WORK ITEM =
Copy out, from the data below, each line in which the word "form" occurs.

[Extracted records]
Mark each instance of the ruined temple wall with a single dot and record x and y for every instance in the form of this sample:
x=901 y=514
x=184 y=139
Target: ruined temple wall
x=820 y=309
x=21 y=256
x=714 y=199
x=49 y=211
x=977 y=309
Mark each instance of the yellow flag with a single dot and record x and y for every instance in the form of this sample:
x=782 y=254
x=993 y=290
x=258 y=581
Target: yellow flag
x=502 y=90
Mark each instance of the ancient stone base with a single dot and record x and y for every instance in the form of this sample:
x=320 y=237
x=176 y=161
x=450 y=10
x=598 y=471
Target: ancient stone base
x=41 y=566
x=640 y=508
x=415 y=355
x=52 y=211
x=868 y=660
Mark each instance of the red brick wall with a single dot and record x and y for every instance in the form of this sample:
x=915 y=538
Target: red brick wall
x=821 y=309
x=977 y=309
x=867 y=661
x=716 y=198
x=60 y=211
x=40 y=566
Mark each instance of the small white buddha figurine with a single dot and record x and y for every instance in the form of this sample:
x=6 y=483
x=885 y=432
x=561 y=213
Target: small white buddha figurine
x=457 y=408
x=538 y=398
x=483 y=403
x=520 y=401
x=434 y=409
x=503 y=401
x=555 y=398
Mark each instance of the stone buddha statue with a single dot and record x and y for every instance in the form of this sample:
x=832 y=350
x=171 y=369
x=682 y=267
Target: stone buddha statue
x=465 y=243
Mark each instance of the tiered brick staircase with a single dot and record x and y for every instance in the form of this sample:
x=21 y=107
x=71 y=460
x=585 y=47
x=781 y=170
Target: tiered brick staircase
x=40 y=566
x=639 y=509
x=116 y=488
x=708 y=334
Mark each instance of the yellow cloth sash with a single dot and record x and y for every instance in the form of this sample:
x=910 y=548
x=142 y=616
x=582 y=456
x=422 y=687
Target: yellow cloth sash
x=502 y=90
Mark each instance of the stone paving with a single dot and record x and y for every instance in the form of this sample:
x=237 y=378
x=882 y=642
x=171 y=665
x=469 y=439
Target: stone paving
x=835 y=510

EXPECTED ANSWER =
Mark each instance of the ruined temple wall with a single dot and record x and y for every instance in the form of this sample:
Mark each instance of the yellow flag with a single dot and record x and y for every instance in the form of this sample:
Mark each instance of the ancient stone base with a single dot and record x and y for every instance in the form of this sample:
Mark each instance of the red brick wall with a single dot and record x and y for every instance in the form of this sample:
Mark each instance of the small white buddha figurine with a single dot and record x and y for every instance in the form of this sample:
Mark each instance of the stone buddha statue with a single dot and record x and y for every instance in the form of this sample:
Mark each instance of the tiered brick staircase with a single dot and record x and y for every instance in the form of this sample:
Mark each instance of the yellow cloth sash with a single dot and record x and y for every instance in the form of this sample:
Mark each instance of the stone paving with a single dot and record x and y for every instance in the form of this sample:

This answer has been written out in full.